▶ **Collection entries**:
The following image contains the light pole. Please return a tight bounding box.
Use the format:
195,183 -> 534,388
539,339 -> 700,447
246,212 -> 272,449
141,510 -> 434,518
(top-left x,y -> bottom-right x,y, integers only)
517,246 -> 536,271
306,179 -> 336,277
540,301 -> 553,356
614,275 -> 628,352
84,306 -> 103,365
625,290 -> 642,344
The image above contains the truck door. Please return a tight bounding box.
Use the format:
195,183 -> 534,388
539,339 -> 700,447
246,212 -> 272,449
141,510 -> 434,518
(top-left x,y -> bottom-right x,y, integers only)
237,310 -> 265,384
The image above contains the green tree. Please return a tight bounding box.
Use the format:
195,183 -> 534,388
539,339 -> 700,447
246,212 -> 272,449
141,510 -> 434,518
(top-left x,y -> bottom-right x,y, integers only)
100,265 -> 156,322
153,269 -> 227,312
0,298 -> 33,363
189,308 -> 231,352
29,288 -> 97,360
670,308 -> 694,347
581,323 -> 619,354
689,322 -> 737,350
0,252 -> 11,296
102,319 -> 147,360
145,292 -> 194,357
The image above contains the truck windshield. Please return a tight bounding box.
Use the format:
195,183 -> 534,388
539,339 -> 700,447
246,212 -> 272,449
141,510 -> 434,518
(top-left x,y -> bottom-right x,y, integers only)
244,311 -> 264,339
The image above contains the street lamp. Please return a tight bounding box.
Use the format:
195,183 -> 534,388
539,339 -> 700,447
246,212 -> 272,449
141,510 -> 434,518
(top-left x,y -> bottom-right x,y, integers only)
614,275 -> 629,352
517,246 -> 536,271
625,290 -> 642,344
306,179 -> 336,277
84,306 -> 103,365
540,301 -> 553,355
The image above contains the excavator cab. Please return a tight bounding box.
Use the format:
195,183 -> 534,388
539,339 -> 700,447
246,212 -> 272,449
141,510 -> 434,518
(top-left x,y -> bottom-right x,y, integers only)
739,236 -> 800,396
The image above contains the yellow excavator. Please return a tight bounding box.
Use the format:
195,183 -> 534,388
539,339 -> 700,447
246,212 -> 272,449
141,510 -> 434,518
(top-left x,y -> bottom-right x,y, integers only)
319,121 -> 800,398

▶ **Work to be completed**: Copy the entries above word for word, starting at their first line and continuing through the line that contains "244,311 -> 264,339", with that line included.

▶ **Answer for the task**:
The following image contains the light pole. Please return a tight bounding box.
Use the format:
195,183 -> 534,388
539,339 -> 700,447
246,212 -> 272,449
141,510 -> 434,518
(top-left x,y -> bottom-right x,y, integers only)
517,246 -> 536,271
306,179 -> 336,277
540,301 -> 553,356
614,275 -> 628,352
84,306 -> 103,365
625,290 -> 642,344
The image above contains the truck door. Please return a tight bounding box.
Use the format:
195,183 -> 534,388
539,339 -> 700,447
246,212 -> 272,449
141,510 -> 434,518
(top-left x,y -> bottom-right x,y, integers only)
237,310 -> 265,384
The image above contains the green tree. Please return a tight bounding box.
Use the format:
195,183 -> 534,388
539,339 -> 700,447
246,212 -> 272,449
141,510 -> 434,518
(top-left x,y -> bottom-right x,y, integers only)
100,265 -> 156,322
153,269 -> 227,312
0,298 -> 33,363
189,308 -> 231,352
29,288 -> 97,360
670,308 -> 694,347
581,323 -> 619,354
689,322 -> 737,350
0,252 -> 11,296
102,319 -> 147,360
145,292 -> 194,357
The image above contains the truck windshield. Please return a tight bounding box.
Use the format:
195,183 -> 534,388
539,339 -> 700,447
246,212 -> 272,449
141,510 -> 434,518
(top-left x,y -> bottom-right x,y, integers only)
244,311 -> 264,339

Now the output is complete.